>> begin Reading passage

While the wine world shakes its head in disbelief at the prices of red burgundy, it’s worth considering in detail some of the best Pinot Noirs produced outside Burgundy.
In my experience there are legions of really well-made, varietally recognisable Pinots out there – see Back to basics below. But those familiar with the most convincing (and annoyingly elusive) red burgundies may find these substitutes wanting. Good non-Burgundian Pinots are typically delightfully pure and fruity with no excess of oak but they can lack what I might call the ‘grunt’ of the best red burgundies. Red burgundy can easily be disappointingly tart or, in recent hot vintages, unrecognisably sweet but the best have a depth of flavour, a complex undertow that may be attributable to particularly senior vines and/or a terroir effect that is more satisfying than the majority of alternatives. And they generally improve in the glass, often – wild generalisation alert – being more impressive at the end than the beginning of the tasting experience, whereas simpler Pinot Noirs are often all about aroma rather than development on the palate and persistence.
This set me thinking about non-Burgundian producers of Pinot Noir that, in my opinion, can offer some of the thrill of a really good red burgundy. Rippon of Central Otago springs to mind. This long-established family estate on the ultra-scenic shores of Lake Wanaka was a pioneer of biodynamic viticulture in New Zealand. The wines take time to evolve and understand but they have long been more captivating than most. Valli’s Central Otago Pinots also reward cellaring, as do Kusuda’s from Martinborough/Wairapa, and the Burgundy-inspired Pinots of Bell Hill in North Canterbury, pictured below (NB limestone), are magical.
The state of Victoria has Australia’s longest history of making complex Pinot Noir, with Bass Phillip, a Gippsland estate initially planted in 1979 with Cabernet Sauvignon and switched to the Burgundy grapes in the mid 1980s, having attracted the compliment of being acquired by Jean-Marie Fourrier of Gevrey-Chambertin, no less. Bindi and Curly Flat have demonstrated the potential of the Macedon Ranges in high country on the other side of Melbourne.
In South Africa, some of Master of Wine Richard Kershaw’s Pinots are getting there. He’s seen below, commanding one of the Cape’s cooler landscapes.
Oregon established itself as America’s Pinot Noir state, building on foundations laid by David and Diana Lett in the 1960s at The Eyrie Vineyards, and Eyrie’s Pinots are still Oregon’s closest to the Burgundian prototype. The whole ethos of the cooler state’s burgeoning wine culture was built on the fact that it was ‘not California’, but California has its own fascinating Pinot Noir history with some surprisingly burgundian wines despite ostensibly seeming too warm for this notoriously fickle, early-maturing grape variety.
In the wooded Santa Cruz Mountains south of San Francisco, on the hill that is now occupied by Mount Eden Vineyards, Martin Ray produced some serious still Pinot Noir as early as the 1950s, based on plant material from Burgundy imported by sparkling-wine producer Paul Masson.
But in at least one way the most influential producer of burgundian Pinot Noir was a Yale history graduate who went on to row for Oxford in the Varsity Boat Race, Josh Jensen. He became besotted by wine and burgundy in particular and blagged his way into an internship with the most famous Burgundy producer of all, the Domaine de la Romanée-Conti. He also forged a lasting friendship with Jacques Seysses as he was founding the widely admired Domaine Dujac in the late 1960s.

>> end Reading passage
>> begin Entries provided

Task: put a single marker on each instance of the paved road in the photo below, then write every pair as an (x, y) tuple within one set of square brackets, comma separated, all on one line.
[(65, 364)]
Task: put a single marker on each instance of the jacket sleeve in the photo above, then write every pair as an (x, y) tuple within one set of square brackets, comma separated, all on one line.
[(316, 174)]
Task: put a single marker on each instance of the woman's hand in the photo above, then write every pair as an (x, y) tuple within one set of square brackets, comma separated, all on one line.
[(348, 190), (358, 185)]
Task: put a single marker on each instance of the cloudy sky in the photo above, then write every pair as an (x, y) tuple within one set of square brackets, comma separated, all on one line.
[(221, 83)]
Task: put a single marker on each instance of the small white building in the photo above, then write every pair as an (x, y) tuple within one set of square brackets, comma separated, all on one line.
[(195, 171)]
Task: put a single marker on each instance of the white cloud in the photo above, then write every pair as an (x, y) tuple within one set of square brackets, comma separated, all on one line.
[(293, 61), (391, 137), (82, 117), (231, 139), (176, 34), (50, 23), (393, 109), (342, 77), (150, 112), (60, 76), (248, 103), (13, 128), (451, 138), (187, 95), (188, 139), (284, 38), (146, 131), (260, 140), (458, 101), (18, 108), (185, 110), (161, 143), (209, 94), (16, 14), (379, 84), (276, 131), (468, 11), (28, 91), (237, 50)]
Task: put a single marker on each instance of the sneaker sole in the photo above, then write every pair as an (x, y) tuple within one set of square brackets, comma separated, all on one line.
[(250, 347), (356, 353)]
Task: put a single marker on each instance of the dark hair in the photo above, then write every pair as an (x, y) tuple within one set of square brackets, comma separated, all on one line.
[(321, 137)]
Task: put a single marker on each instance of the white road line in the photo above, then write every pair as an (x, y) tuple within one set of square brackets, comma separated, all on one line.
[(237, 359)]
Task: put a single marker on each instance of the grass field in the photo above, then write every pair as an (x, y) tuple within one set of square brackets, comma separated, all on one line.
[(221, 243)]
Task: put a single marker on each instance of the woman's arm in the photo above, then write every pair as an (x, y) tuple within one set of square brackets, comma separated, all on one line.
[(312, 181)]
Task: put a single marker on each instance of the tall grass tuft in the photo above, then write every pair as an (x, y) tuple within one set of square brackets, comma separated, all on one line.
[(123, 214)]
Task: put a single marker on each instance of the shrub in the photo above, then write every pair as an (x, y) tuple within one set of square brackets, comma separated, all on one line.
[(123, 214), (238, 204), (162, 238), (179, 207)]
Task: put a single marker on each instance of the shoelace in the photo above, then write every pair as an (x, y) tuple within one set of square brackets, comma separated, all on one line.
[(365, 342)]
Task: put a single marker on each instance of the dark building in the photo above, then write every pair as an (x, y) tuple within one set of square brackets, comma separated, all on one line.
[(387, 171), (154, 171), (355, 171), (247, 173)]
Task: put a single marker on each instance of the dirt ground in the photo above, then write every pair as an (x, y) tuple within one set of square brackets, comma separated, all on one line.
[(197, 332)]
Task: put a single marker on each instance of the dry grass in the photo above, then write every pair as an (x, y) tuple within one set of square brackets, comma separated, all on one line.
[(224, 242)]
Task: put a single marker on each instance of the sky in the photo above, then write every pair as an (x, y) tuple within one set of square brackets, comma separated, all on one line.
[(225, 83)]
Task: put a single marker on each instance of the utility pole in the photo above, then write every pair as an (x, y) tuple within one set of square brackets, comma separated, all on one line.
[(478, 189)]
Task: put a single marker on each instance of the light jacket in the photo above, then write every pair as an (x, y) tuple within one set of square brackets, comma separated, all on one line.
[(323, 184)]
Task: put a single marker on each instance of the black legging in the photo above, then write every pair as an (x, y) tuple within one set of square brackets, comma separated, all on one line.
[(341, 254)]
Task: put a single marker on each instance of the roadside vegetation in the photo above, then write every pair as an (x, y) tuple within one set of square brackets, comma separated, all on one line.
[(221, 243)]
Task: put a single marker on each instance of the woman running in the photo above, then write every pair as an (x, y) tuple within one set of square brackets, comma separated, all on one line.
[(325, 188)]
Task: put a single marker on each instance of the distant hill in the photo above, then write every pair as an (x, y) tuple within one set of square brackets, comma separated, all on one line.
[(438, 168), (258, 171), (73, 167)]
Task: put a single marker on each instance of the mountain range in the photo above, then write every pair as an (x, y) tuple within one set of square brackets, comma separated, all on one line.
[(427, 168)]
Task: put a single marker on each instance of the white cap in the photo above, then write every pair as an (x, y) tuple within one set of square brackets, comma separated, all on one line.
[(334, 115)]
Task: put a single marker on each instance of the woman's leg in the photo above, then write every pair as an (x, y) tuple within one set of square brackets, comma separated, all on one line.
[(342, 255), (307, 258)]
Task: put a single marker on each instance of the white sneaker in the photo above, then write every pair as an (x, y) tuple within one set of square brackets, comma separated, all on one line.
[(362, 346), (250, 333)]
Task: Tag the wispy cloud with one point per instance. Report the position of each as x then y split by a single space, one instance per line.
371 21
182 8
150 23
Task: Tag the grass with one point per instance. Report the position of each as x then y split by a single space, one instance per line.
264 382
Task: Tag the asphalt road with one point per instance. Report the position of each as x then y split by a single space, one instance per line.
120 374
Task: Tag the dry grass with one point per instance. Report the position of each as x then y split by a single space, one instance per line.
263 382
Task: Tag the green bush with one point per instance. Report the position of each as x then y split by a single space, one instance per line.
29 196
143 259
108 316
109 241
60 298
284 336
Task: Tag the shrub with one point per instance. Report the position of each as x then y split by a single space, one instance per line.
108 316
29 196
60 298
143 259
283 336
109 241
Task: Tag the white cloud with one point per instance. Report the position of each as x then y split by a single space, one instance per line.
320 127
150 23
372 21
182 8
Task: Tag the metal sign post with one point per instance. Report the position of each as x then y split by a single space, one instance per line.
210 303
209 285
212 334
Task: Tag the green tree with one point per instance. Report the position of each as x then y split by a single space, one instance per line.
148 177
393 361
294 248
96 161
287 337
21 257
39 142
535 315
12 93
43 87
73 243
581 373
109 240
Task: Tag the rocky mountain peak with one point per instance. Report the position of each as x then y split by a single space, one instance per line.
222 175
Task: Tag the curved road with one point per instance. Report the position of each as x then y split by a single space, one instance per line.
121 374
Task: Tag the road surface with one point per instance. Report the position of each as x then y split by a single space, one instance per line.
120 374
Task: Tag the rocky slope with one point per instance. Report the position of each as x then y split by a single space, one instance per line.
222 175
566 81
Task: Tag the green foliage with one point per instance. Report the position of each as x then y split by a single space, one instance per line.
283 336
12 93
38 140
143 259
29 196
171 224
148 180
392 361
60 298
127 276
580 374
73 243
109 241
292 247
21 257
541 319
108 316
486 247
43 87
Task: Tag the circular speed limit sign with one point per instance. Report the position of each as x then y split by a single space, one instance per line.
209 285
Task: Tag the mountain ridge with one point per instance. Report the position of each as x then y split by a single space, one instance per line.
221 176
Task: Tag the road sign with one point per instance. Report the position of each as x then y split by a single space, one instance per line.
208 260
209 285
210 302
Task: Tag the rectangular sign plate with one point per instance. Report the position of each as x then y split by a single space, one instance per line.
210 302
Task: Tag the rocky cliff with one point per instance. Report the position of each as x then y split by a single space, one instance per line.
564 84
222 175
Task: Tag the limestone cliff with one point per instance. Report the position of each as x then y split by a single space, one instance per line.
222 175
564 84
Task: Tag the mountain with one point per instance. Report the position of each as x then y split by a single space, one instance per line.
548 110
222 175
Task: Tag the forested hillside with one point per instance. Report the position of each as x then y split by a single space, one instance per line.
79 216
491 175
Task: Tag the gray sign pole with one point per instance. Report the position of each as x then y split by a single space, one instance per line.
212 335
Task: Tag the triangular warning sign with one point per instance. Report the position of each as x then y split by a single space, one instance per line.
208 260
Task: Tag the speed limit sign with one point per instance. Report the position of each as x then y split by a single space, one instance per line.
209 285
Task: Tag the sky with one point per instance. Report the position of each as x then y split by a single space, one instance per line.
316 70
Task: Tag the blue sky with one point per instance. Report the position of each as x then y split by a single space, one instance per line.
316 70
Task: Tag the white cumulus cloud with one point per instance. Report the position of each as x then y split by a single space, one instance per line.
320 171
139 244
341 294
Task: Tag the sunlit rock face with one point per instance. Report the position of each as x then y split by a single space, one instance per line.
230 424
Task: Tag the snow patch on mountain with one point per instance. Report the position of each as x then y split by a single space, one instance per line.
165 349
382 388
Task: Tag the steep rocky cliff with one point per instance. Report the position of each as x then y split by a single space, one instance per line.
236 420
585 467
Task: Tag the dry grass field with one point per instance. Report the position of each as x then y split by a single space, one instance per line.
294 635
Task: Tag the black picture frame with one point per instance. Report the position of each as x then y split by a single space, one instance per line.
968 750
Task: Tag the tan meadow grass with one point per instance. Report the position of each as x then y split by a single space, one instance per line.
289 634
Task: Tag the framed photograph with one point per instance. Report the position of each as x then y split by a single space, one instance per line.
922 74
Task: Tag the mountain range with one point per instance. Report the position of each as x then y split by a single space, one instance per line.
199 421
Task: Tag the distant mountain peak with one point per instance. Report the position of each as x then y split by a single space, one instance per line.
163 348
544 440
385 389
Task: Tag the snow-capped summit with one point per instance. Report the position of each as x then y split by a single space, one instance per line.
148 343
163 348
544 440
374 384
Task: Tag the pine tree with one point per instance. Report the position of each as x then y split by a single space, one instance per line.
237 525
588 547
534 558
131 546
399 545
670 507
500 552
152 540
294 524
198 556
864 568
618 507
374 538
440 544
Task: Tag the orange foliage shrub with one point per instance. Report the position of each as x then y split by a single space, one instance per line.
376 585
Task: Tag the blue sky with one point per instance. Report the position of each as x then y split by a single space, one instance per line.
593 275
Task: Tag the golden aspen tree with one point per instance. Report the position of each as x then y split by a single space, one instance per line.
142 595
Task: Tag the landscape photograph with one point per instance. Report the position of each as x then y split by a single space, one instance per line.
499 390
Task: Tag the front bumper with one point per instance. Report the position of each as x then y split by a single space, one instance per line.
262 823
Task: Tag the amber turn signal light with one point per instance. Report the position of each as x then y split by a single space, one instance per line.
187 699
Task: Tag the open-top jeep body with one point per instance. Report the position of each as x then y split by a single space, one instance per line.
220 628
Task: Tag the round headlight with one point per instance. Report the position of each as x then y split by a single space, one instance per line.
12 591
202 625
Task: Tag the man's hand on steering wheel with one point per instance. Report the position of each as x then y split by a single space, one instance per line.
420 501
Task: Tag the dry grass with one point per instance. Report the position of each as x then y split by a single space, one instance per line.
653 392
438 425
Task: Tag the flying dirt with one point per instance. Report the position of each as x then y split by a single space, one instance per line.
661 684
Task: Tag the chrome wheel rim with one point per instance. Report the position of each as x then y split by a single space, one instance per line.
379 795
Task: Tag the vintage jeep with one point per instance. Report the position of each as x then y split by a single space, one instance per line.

>> end Entries provided

_Stated goal_:
Pick up the article on Pinot Noir made outside Burgundy where it stops, and keep writing it.

_Written response_:
Jensen was determined to find in California a plot of the limestone so revered on Burgundy’s Côte d’Or. After two years’ scouting and geological study, he identified land round an old lime kiln, calera in Spanish, at up to 2,500 ft (762 m) in the Gabilan Mountains in Monterey, well south of San Francisco (shown on this World Atlas of Wine map).
It’s a desolate spot, so difficult to reach that when I visited the Calera winery last year, at 1,200 feet (366 m), it was suggested I didn’t even try to visit the much higher vineyards, six of them planted by Jensen on the land he bought, each with a different aspect and elevation. The site turned out to be desperately short of water and yields are now almost ridiculously small. The thick-skinned berries yield small quantities of wines that can be extremely tannic in youth but brilliant after a decade or two in bottle – and therefore probably quite like the burgundies that initially seduced Jensen in the 1960s.
He sold the property in 2017 to what is now the extensive Duckhorn portfolio in private-equity hands and died in 2022 but Calera’s distinctive wines live on, still made by Mike Waller, the winemaker Jensen chose in 2007 to succeed him.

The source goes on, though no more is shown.